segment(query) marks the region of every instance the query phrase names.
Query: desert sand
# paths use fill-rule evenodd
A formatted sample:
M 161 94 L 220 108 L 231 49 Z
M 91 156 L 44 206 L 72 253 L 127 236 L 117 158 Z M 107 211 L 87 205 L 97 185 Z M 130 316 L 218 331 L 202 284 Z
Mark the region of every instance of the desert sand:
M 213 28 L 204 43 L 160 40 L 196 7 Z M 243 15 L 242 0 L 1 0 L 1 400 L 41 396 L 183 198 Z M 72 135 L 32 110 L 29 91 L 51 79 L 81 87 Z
________
__TASK OBJECTIVE__. Quote all of the rows above word for word, changing nothing.

__COMPLETE ANSWER__.
segment(query) marks the region of every instance the query phrase names.
Query: desert sand
# paths use fill-rule evenodd
A formatted sample:
M 161 94 L 220 108 L 231 49 Z
M 91 156 L 44 206 L 72 253 L 127 236 L 117 158 Z M 107 211 L 87 205 L 97 185 Z M 130 316 L 218 331 L 202 284 Z
Mark the region of every instance of the desert sand:
M 213 28 L 204 43 L 160 40 L 196 7 Z M 243 15 L 242 0 L 1 0 L 1 400 L 41 396 L 183 198 Z M 72 135 L 32 110 L 29 91 L 51 79 L 81 87 Z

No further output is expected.